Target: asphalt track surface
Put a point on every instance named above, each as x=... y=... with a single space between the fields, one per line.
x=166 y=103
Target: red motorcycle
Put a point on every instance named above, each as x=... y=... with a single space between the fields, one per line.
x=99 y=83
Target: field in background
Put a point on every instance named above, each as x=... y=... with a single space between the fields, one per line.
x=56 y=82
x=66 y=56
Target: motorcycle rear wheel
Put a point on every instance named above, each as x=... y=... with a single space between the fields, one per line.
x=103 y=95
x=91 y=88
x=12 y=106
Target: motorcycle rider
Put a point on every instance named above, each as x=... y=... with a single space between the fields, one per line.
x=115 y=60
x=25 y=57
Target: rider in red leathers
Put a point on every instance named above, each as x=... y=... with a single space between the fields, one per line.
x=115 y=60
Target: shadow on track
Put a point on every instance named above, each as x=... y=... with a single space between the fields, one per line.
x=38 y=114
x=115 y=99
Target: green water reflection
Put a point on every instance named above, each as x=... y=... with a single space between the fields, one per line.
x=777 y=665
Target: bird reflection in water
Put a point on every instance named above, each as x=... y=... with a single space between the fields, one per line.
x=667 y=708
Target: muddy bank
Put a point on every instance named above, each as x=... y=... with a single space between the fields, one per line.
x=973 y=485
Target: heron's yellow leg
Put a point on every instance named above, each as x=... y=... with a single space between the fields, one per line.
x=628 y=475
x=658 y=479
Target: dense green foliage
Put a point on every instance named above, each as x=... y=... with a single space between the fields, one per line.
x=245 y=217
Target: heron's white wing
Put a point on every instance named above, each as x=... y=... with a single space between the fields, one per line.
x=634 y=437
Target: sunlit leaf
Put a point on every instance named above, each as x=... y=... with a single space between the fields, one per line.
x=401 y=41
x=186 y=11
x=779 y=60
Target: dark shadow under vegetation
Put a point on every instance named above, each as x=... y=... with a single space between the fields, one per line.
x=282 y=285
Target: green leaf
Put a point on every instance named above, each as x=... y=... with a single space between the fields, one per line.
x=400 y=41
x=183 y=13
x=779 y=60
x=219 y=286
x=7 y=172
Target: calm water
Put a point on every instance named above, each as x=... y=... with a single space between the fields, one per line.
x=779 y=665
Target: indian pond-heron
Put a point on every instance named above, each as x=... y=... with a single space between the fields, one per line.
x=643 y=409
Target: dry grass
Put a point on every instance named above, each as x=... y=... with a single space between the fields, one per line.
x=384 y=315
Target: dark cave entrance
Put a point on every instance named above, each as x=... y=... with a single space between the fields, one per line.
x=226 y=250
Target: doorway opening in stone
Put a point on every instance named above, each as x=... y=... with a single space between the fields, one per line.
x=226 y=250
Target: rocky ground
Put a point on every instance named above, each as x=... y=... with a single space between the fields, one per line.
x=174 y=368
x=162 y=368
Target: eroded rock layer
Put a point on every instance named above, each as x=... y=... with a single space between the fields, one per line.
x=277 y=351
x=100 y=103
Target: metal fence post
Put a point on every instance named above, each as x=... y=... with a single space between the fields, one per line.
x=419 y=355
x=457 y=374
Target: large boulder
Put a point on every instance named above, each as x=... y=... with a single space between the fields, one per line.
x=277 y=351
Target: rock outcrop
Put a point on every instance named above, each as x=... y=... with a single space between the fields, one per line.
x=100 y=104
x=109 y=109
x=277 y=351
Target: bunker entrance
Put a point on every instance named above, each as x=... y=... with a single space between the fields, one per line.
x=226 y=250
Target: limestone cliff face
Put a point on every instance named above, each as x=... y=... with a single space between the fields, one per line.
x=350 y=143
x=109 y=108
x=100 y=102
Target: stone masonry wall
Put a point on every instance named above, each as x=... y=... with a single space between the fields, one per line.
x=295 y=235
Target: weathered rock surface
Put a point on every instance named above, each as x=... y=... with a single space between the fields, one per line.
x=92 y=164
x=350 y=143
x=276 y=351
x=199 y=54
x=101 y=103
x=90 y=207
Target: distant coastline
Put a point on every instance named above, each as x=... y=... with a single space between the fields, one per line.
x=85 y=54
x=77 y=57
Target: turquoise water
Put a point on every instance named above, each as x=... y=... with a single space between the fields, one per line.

◆ ◆ ◆ ◆

Exercise details =
Select and copy every line of the material that holds the string "motorcycle".

Exercise result =
Target: red motorcycle
Target: motorcycle rear wheel
Target: motorcycle rider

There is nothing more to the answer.